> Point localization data
——

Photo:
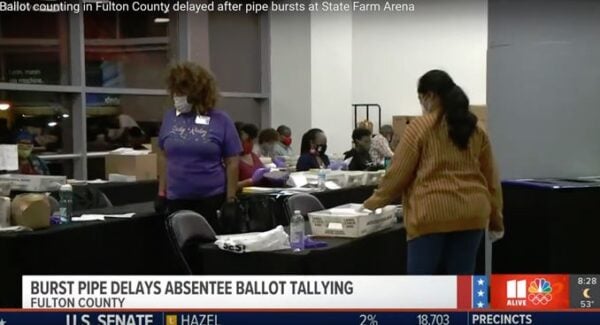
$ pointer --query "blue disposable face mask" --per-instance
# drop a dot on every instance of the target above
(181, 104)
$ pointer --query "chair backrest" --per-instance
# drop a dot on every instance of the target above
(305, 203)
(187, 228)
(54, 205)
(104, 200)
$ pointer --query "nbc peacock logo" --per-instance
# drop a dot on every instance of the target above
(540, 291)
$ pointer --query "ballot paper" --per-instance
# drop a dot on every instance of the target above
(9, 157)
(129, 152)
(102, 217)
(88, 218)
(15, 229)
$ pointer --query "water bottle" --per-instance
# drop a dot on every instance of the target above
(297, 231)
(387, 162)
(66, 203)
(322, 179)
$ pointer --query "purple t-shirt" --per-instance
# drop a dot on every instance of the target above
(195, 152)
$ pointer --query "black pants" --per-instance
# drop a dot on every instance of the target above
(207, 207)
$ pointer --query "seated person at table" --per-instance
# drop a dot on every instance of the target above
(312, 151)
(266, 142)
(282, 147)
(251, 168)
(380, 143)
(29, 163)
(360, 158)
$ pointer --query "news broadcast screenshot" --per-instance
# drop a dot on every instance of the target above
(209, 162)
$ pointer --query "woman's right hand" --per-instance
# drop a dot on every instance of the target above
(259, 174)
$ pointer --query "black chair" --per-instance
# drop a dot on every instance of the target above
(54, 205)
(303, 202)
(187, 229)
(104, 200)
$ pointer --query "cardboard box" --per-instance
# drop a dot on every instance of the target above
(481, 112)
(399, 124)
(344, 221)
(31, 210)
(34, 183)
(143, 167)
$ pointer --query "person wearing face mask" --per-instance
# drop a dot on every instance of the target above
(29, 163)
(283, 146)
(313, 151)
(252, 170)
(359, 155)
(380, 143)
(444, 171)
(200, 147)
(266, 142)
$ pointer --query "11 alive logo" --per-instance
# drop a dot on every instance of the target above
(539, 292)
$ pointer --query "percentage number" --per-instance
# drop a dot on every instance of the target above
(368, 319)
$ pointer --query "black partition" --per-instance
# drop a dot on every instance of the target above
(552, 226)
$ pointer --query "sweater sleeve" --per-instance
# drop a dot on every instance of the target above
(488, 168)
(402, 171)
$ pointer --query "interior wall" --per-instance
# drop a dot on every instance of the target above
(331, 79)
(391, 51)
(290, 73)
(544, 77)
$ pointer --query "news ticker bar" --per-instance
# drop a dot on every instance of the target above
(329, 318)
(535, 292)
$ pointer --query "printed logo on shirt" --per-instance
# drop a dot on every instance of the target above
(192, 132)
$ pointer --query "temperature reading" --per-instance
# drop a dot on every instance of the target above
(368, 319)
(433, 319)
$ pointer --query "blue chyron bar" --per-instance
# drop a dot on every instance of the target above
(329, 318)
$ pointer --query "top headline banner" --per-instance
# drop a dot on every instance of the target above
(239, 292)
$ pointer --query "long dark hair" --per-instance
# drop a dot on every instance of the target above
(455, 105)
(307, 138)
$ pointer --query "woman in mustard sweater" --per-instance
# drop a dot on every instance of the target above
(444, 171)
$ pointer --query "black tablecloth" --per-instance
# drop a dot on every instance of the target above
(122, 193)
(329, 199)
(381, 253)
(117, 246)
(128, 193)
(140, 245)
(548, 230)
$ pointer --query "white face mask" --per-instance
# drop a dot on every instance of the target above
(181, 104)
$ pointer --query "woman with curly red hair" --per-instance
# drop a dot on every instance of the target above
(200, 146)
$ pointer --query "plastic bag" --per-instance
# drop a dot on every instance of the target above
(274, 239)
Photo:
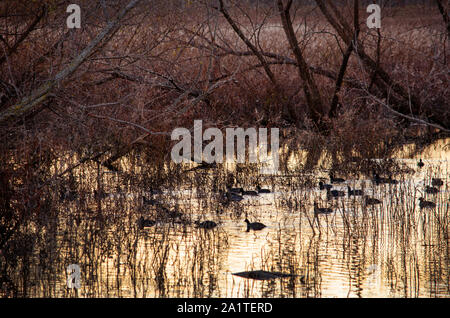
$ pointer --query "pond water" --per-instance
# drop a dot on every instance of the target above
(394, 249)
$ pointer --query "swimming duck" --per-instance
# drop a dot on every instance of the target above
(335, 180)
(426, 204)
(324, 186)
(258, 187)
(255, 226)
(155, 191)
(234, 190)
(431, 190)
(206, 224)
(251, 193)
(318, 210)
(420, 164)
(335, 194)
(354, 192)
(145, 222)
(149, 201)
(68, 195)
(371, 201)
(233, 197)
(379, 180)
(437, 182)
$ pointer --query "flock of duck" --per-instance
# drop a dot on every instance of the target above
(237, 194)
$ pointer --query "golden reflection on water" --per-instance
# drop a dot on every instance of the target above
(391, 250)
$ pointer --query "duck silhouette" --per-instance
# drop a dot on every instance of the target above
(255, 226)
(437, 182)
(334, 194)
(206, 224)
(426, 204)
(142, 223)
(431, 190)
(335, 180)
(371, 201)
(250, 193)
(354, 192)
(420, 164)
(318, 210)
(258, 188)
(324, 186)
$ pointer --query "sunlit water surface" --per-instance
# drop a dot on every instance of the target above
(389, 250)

——

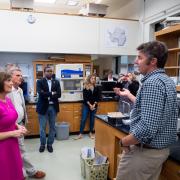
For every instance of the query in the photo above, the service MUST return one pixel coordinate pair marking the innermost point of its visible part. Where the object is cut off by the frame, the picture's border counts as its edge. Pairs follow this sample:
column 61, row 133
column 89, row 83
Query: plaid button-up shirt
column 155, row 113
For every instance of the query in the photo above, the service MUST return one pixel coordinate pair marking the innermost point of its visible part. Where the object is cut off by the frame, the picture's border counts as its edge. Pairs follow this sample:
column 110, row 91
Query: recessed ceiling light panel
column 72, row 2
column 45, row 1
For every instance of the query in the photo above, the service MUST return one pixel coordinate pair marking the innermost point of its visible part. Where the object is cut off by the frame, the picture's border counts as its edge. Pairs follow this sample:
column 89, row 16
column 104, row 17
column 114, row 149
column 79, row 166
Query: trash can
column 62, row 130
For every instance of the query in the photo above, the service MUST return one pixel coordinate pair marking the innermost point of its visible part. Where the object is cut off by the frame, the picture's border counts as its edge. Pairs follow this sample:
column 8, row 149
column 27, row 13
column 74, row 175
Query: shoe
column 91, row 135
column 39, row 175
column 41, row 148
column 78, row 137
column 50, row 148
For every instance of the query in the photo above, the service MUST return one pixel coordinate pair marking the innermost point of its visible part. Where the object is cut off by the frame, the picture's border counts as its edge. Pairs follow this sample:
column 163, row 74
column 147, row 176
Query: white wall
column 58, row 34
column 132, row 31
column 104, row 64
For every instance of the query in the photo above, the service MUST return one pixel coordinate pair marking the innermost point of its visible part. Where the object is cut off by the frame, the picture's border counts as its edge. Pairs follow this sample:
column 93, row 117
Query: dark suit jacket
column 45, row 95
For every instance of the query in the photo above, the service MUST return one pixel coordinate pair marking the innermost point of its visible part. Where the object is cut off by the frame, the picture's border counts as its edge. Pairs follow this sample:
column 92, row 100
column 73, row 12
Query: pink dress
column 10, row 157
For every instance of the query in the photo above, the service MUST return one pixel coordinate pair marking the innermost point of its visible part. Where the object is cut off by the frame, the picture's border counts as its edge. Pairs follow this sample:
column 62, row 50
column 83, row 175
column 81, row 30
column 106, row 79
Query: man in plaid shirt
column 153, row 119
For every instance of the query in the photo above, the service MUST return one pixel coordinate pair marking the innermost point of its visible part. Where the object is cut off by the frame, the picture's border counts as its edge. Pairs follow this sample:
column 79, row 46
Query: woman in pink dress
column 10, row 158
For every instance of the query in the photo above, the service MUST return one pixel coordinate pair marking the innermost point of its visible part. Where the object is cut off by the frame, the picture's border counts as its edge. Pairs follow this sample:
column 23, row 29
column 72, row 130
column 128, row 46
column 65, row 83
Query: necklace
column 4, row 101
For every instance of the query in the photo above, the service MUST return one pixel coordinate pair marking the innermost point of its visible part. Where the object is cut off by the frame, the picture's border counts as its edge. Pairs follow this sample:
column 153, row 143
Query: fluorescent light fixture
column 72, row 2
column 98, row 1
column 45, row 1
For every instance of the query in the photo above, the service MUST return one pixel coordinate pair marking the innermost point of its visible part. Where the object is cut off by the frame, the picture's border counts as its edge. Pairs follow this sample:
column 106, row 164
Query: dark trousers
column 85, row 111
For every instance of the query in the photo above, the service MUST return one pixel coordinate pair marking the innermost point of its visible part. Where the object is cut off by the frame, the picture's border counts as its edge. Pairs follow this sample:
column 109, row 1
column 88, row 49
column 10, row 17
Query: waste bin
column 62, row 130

——

> Problem
Would you filter the entries above and keep each line that has the word "person"?

> Task result
$ pointer --query "seated person at table" --per-instance
$ pointer --query "person wearing face mask" --per-instance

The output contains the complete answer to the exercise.